* _Aim_: Find every line in the items below that contains the word "blue", and copy each of those lines in full.

* _Provided records_:
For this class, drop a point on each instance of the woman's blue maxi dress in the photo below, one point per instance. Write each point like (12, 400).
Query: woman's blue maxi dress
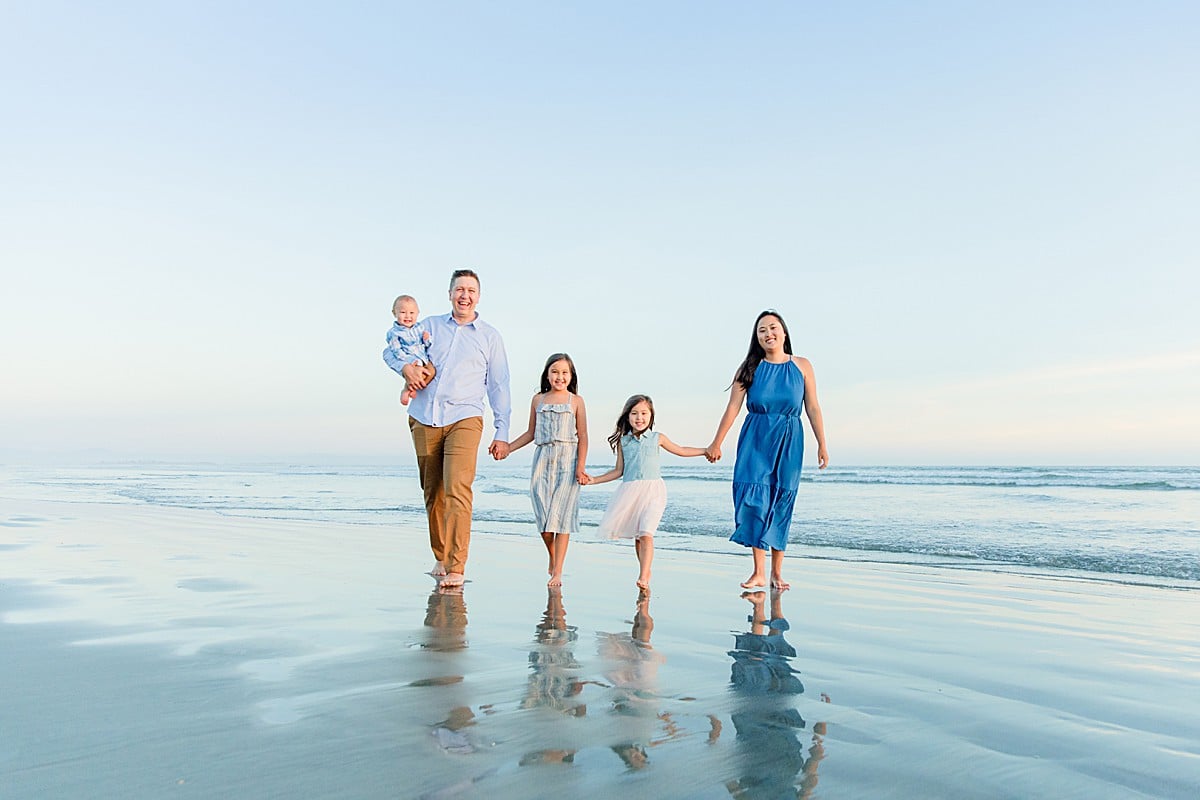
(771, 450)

--

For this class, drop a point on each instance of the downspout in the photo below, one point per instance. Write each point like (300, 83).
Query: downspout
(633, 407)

--

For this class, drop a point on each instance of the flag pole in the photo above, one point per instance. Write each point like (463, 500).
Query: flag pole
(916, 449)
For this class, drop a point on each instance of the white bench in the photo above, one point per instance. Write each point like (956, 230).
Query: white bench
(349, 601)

* _Exercise answer_:
For this class, drop a point on each instance of the woman's blue maxi dress in the photo below, one point per instance. Write each point like (12, 400).
Query: woman's blue maxi dress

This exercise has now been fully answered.